> [Stated task]
Retype every one of the items below word for word, leaving out the pictures.

> [Records for the task]
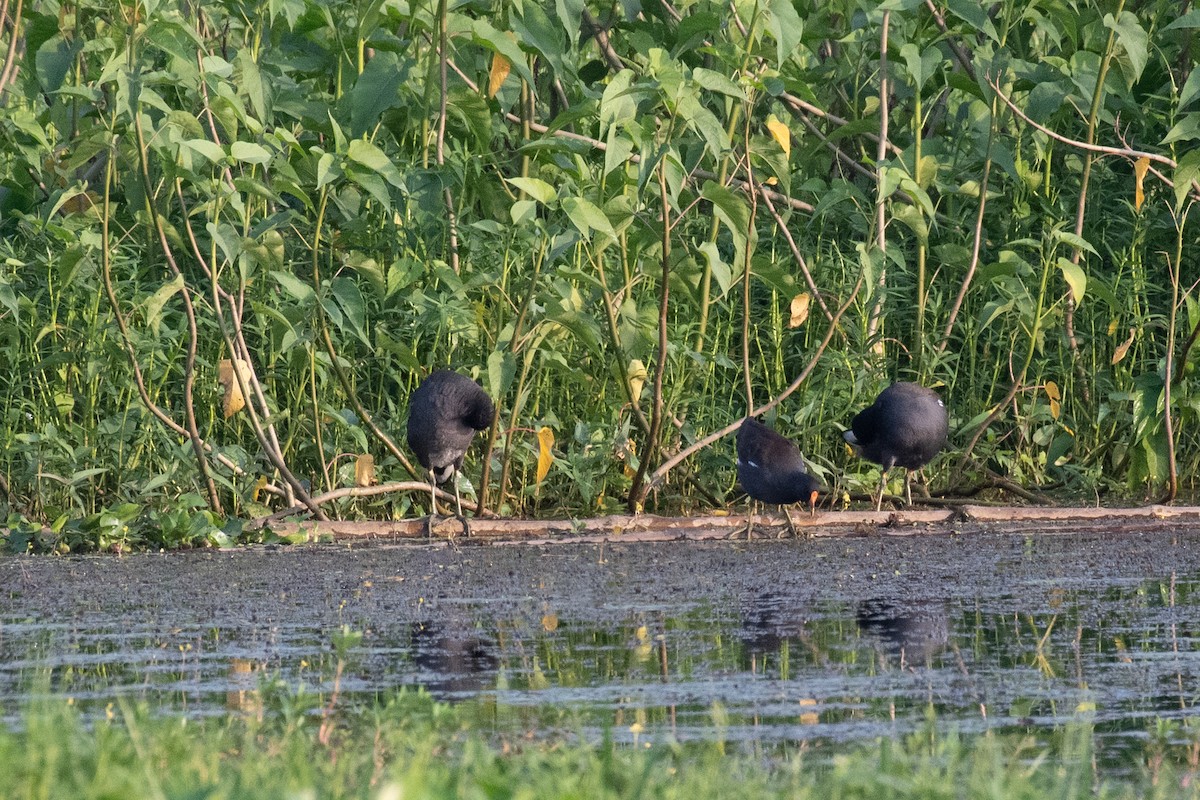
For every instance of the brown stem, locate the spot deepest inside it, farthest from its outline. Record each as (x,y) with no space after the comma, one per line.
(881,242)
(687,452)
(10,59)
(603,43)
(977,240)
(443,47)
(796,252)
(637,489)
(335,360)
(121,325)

> [Output for this exercise]
For every instance of the brown stem, locate the spot deepest inside it, farthest from its outline. Record each as (x,y) with no space after the comma, one per line.
(881,242)
(687,452)
(10,59)
(603,43)
(977,240)
(443,47)
(796,252)
(637,489)
(335,360)
(121,325)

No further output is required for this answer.